■ EXTRACT:
════
Last updated on February 1, 2021
Progenitus | Illustration by Jaime Jones
We’ve talked about pretty much every MTG format there is here on Draftsim, but recently I came across a discussion that’s been going on for a while. Commander is something we’ve touched on in quite a few articles, but we’re going to go a bit deeper today.
For those of you who aren’t familiar with the Commander format, it’s one of the most popular ways to play MTG, and the predecessor to MTGA’s Brawl. As the name suggests, you pick a legendary creature to act as your Commander and to lead you. The colors of your chosen commander become your “color identity.”
Morophon, the Boundless | Illustration by Victor Adame Minguez
You must construct your deck within the limits of your color identity, which is one of the key features of Commander. Your commander’s color identity includes both their mana cost and the mana cost for any of their abilities. Since you need to have exactly 100 cards in your deck and there are only 76 banned cards (while Commander’s card pool includes almost all official sets), this kind of limitation is what makes the game more tactical.
════
■ GIVEN DATA:
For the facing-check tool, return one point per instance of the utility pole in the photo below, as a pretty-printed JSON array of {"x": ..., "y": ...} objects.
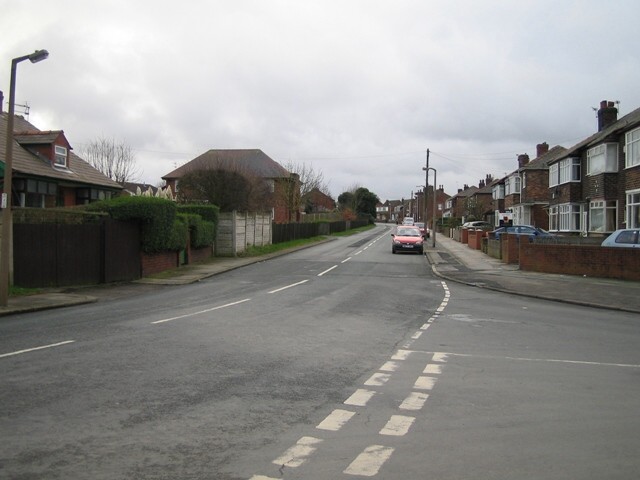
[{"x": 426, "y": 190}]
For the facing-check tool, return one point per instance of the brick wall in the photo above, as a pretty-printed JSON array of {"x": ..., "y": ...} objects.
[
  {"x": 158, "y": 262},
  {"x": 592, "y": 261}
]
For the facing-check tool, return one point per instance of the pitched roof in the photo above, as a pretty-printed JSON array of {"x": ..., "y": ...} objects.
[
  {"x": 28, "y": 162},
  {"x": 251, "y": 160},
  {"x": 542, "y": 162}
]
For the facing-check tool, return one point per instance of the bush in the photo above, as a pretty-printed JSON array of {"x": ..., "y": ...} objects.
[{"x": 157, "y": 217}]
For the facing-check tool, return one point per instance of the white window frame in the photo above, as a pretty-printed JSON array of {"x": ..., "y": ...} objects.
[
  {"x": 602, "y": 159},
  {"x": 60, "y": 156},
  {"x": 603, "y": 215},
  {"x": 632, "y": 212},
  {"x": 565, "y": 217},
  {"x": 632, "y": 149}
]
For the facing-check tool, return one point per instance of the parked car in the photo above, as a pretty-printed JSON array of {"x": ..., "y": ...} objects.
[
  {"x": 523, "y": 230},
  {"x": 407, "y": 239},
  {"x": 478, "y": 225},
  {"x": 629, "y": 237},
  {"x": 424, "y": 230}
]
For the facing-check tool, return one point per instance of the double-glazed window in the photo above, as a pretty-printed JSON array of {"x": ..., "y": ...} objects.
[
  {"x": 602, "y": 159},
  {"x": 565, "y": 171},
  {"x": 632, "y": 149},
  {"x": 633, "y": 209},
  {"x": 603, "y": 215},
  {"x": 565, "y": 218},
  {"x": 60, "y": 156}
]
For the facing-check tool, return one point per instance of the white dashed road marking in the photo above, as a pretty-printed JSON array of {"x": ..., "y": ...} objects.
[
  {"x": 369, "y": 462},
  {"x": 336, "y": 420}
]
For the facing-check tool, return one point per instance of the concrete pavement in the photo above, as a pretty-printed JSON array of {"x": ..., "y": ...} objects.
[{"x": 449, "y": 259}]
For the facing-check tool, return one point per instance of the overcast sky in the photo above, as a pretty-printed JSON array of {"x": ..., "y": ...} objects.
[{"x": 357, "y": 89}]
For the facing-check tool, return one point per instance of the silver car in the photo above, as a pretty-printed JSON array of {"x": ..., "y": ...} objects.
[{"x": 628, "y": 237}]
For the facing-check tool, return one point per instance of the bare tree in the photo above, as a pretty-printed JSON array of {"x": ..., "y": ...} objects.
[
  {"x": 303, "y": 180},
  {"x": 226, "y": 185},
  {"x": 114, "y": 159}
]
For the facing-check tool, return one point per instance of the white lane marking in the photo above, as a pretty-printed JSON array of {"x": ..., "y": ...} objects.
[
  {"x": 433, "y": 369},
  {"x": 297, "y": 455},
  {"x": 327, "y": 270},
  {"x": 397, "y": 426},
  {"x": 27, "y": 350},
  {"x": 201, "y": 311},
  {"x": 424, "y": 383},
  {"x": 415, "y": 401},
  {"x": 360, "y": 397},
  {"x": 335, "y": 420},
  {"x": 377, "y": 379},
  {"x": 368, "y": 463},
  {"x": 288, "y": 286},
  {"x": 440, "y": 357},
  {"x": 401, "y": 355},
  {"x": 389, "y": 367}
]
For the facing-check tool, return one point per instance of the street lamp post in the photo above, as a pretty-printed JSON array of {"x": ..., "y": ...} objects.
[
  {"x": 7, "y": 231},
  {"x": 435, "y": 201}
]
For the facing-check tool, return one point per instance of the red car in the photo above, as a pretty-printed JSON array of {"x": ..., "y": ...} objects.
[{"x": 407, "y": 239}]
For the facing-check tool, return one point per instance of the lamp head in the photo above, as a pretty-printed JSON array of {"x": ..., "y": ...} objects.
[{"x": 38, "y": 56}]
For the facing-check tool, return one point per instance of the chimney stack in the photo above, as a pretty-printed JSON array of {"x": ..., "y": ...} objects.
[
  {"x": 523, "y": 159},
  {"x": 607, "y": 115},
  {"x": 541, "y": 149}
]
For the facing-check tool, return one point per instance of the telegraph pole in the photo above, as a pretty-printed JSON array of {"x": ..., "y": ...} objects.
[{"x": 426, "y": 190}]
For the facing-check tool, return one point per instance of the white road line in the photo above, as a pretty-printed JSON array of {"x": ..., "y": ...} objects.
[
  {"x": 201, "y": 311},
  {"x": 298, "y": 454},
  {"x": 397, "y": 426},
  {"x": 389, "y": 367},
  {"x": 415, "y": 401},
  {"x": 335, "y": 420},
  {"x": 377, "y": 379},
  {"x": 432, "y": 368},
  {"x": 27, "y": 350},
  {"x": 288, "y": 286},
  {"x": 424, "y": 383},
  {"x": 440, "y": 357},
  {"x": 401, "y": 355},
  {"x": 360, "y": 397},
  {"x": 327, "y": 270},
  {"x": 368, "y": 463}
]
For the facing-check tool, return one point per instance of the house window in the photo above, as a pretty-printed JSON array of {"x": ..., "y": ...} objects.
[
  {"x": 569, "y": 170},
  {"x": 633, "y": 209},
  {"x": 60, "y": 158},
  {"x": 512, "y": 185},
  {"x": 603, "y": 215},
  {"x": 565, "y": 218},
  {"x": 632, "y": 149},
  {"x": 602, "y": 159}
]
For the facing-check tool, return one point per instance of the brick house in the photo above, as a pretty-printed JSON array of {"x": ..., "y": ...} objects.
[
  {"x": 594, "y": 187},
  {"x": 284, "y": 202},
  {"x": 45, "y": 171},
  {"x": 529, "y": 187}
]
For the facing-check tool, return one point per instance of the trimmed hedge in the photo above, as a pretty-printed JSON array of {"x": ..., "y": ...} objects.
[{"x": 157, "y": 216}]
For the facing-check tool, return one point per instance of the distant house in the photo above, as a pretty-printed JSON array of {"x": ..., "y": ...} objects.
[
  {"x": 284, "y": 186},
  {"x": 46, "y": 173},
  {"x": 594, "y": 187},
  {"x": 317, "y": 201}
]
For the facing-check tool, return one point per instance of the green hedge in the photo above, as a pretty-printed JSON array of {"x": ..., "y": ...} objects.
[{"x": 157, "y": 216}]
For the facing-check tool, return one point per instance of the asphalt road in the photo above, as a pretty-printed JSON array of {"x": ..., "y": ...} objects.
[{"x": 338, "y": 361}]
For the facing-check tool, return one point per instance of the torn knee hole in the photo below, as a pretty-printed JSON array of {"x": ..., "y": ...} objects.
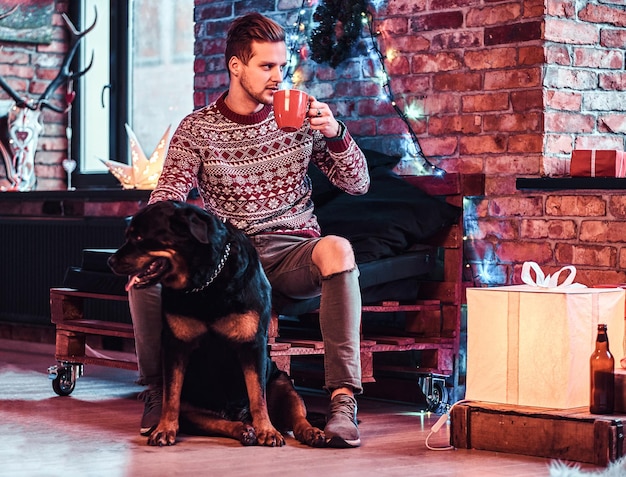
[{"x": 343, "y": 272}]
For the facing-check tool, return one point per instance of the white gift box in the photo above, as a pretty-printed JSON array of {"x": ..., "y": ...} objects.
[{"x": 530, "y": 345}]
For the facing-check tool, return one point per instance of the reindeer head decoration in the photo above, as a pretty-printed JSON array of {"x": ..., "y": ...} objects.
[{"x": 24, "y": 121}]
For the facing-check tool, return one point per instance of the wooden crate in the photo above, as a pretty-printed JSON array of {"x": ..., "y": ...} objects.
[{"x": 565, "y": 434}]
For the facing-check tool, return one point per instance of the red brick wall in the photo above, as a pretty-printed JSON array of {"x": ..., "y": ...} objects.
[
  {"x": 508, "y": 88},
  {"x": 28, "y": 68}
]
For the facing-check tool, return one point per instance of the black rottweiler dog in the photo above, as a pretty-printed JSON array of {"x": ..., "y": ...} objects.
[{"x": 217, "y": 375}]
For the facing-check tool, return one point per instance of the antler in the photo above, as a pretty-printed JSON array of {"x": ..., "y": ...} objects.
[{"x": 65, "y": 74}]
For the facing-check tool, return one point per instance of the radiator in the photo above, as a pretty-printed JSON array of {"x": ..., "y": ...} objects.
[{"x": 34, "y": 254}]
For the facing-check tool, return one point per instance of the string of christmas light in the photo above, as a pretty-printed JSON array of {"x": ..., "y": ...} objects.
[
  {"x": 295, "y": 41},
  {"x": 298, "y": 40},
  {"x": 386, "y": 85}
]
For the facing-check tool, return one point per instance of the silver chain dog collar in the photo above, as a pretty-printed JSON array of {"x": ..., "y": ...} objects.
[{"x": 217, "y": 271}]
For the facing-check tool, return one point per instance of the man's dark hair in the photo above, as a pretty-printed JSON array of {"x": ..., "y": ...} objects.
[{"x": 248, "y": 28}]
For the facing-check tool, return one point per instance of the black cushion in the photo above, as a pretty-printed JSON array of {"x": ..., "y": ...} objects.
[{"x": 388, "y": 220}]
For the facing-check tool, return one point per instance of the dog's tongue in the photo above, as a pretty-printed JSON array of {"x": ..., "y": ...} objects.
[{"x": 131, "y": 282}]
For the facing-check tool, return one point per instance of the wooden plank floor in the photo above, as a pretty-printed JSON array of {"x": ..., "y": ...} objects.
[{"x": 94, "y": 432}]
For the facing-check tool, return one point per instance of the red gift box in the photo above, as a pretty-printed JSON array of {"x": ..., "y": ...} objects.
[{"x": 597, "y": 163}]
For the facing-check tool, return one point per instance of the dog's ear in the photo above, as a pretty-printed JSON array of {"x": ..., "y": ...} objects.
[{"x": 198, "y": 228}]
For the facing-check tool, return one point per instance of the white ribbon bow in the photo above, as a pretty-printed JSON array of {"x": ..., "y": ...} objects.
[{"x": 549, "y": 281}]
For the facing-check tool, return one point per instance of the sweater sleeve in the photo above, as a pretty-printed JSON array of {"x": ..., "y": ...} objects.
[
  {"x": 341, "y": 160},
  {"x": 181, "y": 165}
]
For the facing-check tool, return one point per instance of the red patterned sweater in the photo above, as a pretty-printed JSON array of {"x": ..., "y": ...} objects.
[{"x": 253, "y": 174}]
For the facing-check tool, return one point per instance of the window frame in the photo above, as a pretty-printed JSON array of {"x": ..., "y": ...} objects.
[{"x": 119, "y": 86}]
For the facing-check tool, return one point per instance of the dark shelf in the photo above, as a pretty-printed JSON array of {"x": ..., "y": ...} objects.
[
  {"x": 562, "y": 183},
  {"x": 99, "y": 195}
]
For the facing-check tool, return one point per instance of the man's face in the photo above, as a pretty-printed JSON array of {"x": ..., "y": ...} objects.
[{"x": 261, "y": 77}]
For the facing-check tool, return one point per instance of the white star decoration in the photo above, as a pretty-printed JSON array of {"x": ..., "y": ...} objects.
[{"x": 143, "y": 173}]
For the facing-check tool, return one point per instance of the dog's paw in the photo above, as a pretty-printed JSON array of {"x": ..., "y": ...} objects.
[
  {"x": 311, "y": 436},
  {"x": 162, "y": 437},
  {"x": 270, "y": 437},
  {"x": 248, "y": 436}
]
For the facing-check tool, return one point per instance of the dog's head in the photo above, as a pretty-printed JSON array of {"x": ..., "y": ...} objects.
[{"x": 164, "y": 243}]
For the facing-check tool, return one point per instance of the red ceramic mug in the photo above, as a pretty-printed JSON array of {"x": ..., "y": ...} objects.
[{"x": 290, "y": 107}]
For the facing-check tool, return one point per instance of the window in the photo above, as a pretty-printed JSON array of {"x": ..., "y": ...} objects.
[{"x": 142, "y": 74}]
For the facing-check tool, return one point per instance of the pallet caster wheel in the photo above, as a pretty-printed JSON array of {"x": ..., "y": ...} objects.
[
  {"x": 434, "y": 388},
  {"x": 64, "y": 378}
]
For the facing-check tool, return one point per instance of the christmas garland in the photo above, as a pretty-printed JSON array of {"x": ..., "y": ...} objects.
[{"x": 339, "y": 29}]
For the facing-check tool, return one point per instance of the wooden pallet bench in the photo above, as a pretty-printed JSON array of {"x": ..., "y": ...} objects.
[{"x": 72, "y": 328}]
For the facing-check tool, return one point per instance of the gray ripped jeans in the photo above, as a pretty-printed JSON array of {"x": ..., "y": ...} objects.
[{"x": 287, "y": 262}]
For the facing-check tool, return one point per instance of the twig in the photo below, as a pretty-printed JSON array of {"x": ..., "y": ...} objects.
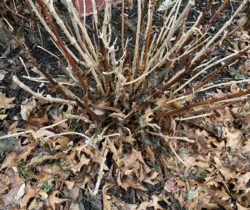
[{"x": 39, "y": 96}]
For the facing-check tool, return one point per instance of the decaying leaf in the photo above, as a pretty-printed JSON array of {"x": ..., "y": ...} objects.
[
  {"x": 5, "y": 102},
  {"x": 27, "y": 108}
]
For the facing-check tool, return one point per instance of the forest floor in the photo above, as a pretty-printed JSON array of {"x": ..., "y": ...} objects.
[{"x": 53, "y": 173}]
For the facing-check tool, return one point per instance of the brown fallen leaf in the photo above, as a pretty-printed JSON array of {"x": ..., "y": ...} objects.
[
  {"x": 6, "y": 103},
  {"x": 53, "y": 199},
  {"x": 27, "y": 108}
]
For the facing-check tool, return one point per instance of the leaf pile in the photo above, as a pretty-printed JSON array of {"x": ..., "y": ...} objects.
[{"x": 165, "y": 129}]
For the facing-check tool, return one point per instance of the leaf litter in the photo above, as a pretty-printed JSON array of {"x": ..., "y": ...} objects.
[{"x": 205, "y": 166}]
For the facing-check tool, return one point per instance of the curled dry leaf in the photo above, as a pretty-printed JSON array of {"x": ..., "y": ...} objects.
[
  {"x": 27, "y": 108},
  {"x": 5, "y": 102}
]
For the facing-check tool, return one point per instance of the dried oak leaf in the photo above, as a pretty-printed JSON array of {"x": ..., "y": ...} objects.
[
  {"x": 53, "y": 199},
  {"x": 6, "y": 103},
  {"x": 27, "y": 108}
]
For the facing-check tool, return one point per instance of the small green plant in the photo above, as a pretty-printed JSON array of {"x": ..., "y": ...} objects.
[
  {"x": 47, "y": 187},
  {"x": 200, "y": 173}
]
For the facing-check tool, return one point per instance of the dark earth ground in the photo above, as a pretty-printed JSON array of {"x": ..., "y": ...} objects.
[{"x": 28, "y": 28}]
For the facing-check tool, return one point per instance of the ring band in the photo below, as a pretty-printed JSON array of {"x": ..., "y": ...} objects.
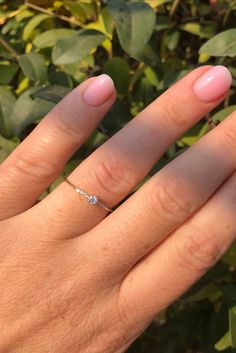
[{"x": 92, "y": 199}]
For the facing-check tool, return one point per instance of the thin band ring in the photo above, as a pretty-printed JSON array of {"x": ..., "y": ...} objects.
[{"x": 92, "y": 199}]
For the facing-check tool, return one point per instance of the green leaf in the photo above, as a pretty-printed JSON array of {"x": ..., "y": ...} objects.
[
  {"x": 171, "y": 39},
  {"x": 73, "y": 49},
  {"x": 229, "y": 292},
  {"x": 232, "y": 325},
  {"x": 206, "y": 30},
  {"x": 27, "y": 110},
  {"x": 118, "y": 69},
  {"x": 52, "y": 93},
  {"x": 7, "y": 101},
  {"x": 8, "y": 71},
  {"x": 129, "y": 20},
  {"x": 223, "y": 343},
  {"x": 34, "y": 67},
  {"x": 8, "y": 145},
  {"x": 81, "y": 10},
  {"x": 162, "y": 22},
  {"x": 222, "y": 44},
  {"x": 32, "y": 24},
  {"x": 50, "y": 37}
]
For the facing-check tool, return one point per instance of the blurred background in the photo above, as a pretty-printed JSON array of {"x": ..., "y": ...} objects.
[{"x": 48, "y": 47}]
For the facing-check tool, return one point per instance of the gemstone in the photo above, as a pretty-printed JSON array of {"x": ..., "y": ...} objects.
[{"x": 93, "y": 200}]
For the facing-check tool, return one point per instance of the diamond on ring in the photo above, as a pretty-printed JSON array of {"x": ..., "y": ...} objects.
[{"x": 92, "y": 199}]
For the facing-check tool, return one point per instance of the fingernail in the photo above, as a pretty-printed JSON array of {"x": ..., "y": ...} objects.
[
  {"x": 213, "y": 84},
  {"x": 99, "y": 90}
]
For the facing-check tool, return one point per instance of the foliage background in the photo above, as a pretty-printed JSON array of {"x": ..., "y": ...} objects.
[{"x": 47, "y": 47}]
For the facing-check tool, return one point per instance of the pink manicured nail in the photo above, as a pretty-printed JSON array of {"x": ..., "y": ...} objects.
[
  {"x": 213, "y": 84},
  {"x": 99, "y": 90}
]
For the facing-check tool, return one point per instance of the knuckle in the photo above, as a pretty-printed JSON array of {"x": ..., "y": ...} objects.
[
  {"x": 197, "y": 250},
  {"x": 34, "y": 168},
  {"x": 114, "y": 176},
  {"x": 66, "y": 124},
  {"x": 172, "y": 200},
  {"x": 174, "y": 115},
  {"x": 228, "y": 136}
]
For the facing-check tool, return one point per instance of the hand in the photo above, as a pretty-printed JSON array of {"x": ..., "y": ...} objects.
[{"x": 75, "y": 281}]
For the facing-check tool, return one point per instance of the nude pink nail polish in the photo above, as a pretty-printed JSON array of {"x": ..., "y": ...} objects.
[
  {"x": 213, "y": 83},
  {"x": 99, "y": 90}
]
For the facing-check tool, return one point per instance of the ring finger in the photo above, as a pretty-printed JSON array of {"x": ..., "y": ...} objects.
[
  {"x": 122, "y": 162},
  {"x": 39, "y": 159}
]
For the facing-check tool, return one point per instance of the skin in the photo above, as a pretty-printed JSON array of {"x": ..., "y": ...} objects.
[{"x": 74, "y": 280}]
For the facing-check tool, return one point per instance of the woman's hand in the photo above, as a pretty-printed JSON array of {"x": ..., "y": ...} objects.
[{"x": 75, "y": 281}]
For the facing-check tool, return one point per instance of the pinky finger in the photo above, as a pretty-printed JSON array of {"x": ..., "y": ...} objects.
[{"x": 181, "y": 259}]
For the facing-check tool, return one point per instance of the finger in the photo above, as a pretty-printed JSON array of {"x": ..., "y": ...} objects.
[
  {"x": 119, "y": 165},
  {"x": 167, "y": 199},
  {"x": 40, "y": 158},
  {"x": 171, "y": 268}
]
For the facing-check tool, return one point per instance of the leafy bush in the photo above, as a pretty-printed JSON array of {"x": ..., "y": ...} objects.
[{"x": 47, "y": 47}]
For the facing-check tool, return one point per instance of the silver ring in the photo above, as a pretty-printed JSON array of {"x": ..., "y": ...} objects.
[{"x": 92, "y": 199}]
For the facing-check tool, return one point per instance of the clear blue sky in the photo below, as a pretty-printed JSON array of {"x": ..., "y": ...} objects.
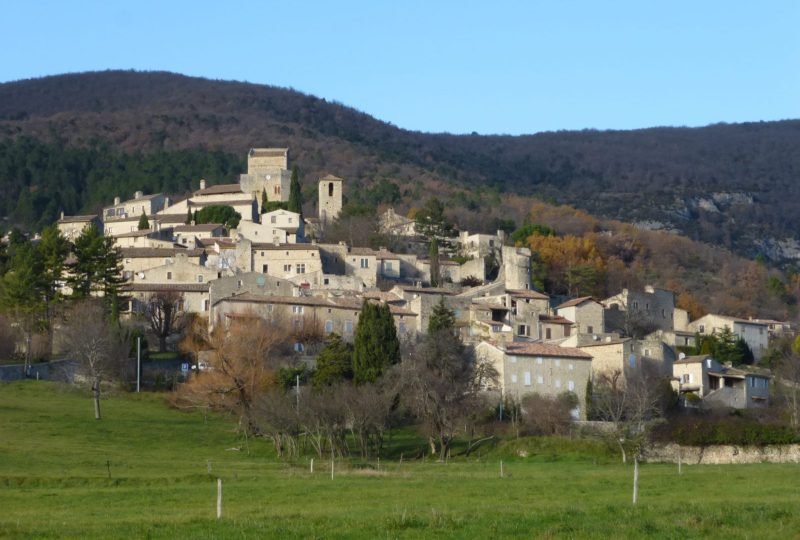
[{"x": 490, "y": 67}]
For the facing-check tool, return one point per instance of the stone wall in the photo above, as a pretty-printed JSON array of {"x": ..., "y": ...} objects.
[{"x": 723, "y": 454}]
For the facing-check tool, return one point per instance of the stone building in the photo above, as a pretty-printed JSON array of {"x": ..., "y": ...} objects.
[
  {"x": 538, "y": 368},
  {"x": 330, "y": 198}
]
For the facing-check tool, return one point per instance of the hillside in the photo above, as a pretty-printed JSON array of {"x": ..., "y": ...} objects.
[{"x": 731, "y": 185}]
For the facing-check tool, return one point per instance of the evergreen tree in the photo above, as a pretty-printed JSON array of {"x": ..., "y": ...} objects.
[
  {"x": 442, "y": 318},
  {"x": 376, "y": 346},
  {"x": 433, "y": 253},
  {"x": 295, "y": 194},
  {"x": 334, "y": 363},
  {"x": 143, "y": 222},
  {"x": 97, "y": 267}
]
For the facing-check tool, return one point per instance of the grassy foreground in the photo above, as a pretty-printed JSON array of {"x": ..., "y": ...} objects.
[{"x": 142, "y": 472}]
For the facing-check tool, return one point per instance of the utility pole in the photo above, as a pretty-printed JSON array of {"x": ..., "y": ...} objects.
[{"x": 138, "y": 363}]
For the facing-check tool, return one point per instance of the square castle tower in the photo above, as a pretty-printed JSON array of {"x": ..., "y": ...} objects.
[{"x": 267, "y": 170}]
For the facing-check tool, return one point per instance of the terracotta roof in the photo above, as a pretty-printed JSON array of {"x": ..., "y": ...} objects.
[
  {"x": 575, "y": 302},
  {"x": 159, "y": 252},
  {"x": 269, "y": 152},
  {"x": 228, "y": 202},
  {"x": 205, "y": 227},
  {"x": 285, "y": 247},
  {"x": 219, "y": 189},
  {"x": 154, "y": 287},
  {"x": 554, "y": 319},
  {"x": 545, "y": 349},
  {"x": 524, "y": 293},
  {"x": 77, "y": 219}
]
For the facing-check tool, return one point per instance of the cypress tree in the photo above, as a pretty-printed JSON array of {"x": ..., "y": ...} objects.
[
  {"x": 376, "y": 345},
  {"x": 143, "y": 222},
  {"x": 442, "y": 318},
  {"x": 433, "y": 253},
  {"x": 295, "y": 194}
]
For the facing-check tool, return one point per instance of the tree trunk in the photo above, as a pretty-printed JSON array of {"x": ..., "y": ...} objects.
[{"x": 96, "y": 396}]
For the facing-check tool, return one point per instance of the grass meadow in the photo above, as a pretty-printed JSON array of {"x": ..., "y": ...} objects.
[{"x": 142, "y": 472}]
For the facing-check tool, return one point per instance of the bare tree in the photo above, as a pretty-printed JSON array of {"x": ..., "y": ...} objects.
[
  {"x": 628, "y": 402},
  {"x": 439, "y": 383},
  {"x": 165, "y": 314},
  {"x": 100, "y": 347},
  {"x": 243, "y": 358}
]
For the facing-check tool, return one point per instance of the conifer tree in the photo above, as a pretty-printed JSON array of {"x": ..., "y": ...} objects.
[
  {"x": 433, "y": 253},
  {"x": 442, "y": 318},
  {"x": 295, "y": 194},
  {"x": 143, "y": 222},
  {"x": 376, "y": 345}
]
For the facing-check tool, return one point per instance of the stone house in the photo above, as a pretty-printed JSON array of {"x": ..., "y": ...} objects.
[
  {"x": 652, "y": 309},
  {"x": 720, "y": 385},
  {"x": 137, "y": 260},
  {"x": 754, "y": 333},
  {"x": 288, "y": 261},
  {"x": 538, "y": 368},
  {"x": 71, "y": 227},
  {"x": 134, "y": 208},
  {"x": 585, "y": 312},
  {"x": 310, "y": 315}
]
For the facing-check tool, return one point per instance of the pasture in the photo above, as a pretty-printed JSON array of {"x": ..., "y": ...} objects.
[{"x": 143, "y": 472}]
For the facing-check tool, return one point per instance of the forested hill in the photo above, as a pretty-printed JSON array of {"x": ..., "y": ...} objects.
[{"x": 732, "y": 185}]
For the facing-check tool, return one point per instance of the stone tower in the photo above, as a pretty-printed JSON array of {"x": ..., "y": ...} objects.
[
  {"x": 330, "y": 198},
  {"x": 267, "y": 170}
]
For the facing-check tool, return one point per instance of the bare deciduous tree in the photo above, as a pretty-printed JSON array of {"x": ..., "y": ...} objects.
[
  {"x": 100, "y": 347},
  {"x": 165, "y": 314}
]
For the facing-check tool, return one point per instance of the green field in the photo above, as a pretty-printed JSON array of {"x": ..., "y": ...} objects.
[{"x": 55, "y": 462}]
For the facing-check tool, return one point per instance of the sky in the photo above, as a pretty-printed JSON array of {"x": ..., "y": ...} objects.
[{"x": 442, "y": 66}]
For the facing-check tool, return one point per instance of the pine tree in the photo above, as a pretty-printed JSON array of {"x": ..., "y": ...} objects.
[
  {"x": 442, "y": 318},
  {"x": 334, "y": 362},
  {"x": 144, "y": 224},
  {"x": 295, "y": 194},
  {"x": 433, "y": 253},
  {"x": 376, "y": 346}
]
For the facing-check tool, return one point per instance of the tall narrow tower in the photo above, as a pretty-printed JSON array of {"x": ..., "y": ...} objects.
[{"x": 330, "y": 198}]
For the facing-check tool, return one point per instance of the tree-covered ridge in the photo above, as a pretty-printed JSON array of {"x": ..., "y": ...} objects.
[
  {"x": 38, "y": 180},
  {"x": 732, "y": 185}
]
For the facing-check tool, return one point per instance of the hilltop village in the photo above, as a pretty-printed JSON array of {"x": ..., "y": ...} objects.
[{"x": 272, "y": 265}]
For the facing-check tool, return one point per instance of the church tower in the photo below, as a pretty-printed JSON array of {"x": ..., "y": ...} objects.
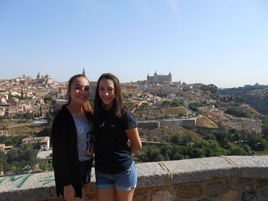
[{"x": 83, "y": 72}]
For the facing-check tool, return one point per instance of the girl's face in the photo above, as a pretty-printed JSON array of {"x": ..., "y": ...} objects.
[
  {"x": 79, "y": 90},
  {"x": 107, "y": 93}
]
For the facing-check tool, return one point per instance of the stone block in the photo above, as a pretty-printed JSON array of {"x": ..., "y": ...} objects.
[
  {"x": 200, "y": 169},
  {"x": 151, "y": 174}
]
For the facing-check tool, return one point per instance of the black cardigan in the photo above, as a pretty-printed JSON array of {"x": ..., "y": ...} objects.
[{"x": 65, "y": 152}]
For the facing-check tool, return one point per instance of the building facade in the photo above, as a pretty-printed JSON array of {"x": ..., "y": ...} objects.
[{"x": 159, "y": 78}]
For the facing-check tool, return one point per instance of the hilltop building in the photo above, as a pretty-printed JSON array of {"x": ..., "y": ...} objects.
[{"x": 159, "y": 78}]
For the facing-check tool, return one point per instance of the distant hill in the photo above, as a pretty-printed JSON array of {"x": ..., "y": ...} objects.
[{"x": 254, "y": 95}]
════
■ THE TASKS:
1. Retype the part of the Commander article that opens with the words containing "For those of" and closes with "game more tactical.".
2. Show every line of the records that contains the string "road", copied in full. Case counts.

■ FULL ANSWERS:
1.
For those of you who aren’t familiar with the Commander format, it’s one of the most popular ways to play MTG, and the predecessor to MTGA’s Brawl. As the name suggests, you pick a legendary creature to act as your Commander and to lead you. The colors of your chosen commander become your “color identity.”
Morophon, the Boundless | Illustration by Victor Adame Minguez
You must construct your deck within the limits of your color identity, which is one of the key features of Commander. Your commander’s color identity includes both their mana cost and the mana cost for any of their abilities. Since you need to have exactly 100 cards in your deck and there are only 76 banned cards (while Commander’s card pool includes almost all official sets), this kind of limitation is what makes the game more tactical.

2.
For the facing-check tool, return one point per instance of the white dashed road marking in the photo above, as a pretty-printed JSON array of {"x": ..., "y": ...} objects.
For the facing-check tool, return one point per instance of the white road line in the photo above, as a pretty-printed JSON array of {"x": ..., "y": ...} objects.
For the facing-check tool, return one point per instance of the asphalt road in the photo above, as a pretty-printed JSON array of {"x": ..., "y": ...} objects.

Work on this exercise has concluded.